------ Excerpt provided ------

Luke 4:14–30 . . . Bible Study Summary with Photos
A Slip of the Tongue for Jesus?
In today's lesson, we'll cover a lot: the background of the Lord appearing at the synagogue in Nazareth; his public ministry up to this point, lasting nearly a year; our Lord's unique situation in Nazareth his home town; the text that he cited, and the people's response; his response to his popularity among the people; their misconceptions and his clarifications and teaching of them; and the implications of the principle undergirding this event, the principle that a prophet is never popular at home with his own people. In the end, we'll clearly see that Jesus did not suffer from a "slip of the tongue," but from a careful and deliberate statement, made to the people with whom he'd lived and worshipped as he grew up.
In short, vv. 14 and 15 summarize our Lord's ministry in Galilee, serving as a backdrop to his appearance at Nazareth. In vv. 16–21, Luke records the Lord's appearance in the synagogue, his reading of a portion of Isaiah's prophecy, and his astounding claim that this prophecy has been fulfilled by his audience's hearing of it. Their positive response is described in v. 22, which is immediately challenged by Jesus in vv. 23–27. In the resulting near riot (vv. 28–30), the people fully intend to kill Jesus by forcing him over a precipice to his death.

------ Listing ------

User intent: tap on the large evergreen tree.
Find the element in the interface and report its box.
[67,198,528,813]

------
------ Listing ------

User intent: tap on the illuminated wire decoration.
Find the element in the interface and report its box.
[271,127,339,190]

------

Actions to take:
1. According to the Luke 4:14–30 study summary, what role do verses 14 and 15 play in the passage? Answer in one to three sentences.
2. Carry on the Luke 4:14–30 study summary from the point where the text stops.

Responses per task:
1. Verses 14 and 15 summarize Jesus' ministry in Galilee. That summary serves as a backdrop to his appearance at the synagogue in Nazareth, which Luke records in verses 16–21.

2.
The Text by Divisions
Luke 4:14–15 Both verses are a very concise summary of Jesus' ministry in Galilee and its impact. Our Lord's ministry there had been in the power of the Spirit (v. 14). Reports of Jesus' ministry reached Nazareth's people before he did. When he finally arrived, the levels of anticipation and excitement were high.
Vv. 16–21 Luke records our Lord's arrival at Nazareth as being his first public appearance as Messiah. Jesus frequently taught in the synagogues; it was this synagogue that Jesus must have frequented in the years he and his parents lived in Nazareth. From what Luke has already told us about Jesus' discussion with the teachers in Jerusalem at the early age of 12 (2:41–51), it's likely that Jesus did the same kind of thing with the Jewish teachers in this synagogue and would have been a very familiar face in that place.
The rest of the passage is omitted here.